Every line below should be copied exactly; drop the pictures.

● ● ● ● ● ● ●

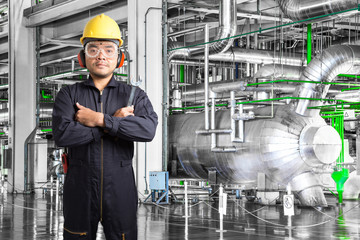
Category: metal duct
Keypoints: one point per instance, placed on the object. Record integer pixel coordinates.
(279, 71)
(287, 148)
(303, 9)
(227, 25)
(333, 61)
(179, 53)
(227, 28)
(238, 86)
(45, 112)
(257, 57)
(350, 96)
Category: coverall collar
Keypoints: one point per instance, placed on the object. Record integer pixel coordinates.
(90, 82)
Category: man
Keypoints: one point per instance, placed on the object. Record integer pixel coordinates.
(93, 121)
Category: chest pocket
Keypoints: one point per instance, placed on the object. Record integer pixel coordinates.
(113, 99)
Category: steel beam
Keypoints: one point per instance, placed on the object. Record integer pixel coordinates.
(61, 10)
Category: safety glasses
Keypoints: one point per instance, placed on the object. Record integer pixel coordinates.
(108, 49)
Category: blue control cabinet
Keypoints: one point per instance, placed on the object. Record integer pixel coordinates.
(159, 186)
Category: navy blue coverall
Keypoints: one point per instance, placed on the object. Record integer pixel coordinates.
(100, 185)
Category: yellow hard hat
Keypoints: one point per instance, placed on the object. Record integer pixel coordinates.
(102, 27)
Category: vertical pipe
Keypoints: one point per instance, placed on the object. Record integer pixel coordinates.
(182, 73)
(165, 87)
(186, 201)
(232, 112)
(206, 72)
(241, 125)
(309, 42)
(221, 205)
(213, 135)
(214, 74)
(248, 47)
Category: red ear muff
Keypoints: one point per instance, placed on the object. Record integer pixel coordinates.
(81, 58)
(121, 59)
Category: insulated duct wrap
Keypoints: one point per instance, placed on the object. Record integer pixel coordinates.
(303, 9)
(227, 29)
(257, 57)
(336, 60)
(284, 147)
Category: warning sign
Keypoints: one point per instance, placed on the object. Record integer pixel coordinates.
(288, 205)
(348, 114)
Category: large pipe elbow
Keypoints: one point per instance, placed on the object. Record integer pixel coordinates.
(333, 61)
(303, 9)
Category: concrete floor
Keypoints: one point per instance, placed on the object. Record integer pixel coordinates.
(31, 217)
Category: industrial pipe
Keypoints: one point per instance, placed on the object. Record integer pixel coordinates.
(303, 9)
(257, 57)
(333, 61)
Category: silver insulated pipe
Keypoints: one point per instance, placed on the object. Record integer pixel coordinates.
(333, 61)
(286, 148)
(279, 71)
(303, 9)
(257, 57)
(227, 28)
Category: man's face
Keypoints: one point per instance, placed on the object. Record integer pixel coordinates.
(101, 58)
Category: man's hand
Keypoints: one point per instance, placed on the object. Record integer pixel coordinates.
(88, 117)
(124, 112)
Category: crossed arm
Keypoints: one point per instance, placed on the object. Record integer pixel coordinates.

● ● ● ● ● ● ●

[Reply]
Category: metal duct
Keypoints: one point per instance, placed on the object. Record integer pixel coordinates.
(279, 71)
(287, 148)
(303, 9)
(227, 25)
(333, 61)
(179, 53)
(227, 28)
(238, 86)
(45, 112)
(257, 57)
(350, 96)
Category: coverall collar
Keypoints: one point per instance, placed on the object. Record integer pixel coordinates.
(90, 82)
Category: man
Keypoints: one point per instance, placed on the object. Record integer pixel coordinates.
(93, 121)
Category: chest pocket
Keypoints: one point per instance, placed on the object. Record integer pixel coordinates.
(113, 99)
Category: steel beam
Keypoints: one point per instance, placed on the object. Record integer pixel coordinates.
(61, 10)
Category: safety glasses
Keypoints: one point per instance, placed on the object. Record integer pixel coordinates.
(108, 49)
Category: blue control cabinet
Keypoints: one point per instance, placed on the object. Record integer pixel coordinates.
(159, 186)
Category: navy blue coverall
Keypoints: one point per instance, placed on the object. Record integer pixel coordinates.
(100, 185)
Category: yellow hard hat
Keypoints: one point per instance, placed on the object. Record integer pixel coordinates.
(102, 27)
Category: vertical pipe
Keypoints: one point per instance, placed on the object. Record integer pixel coordinates.
(182, 73)
(165, 87)
(186, 201)
(232, 112)
(206, 72)
(241, 125)
(309, 42)
(221, 205)
(213, 135)
(214, 74)
(248, 47)
Category: red ear muff
Keypoints: one point per instance, placed on the object. Record integer pixel coordinates.
(81, 58)
(121, 59)
Category: insulated duct wrap
Keypoints: one point per instance, placed on the object. Record integer pixel coordinates.
(303, 9)
(227, 29)
(257, 57)
(336, 60)
(284, 147)
Category: warning sign
Keypoints: one point per instance, placed on the object. Record integer pixel coordinates.
(288, 205)
(348, 114)
Category: large pipe elbow
Keypoints: one point per instance, placed on the object. Record integer pixel coordinates.
(333, 61)
(303, 9)
Category: concrete floor
Keypoints: one point per instance, placed on the object. Record integer pixel coordinates.
(31, 217)
Category: industrial pipe
Keypoints: one point per instance, placed on the object. Record integer pixel coordinates.
(303, 9)
(257, 57)
(333, 61)
Category: silver insulated pipe
Keypoints: one point per instance, placed on the object. Record integer pixel coordinates.
(333, 61)
(286, 148)
(279, 71)
(303, 9)
(257, 57)
(227, 28)
Category: man's face
Keypoints: one point per instance, placed on the object. Record integer pixel coordinates.
(101, 58)
Category: man's hand
Keypoints: one point per instance, placed on the object. Record integer pixel coordinates.
(88, 117)
(124, 112)
Category: crossed arm
Keypoints: one point per instance, placed on the object. Record integer pixel coordinates.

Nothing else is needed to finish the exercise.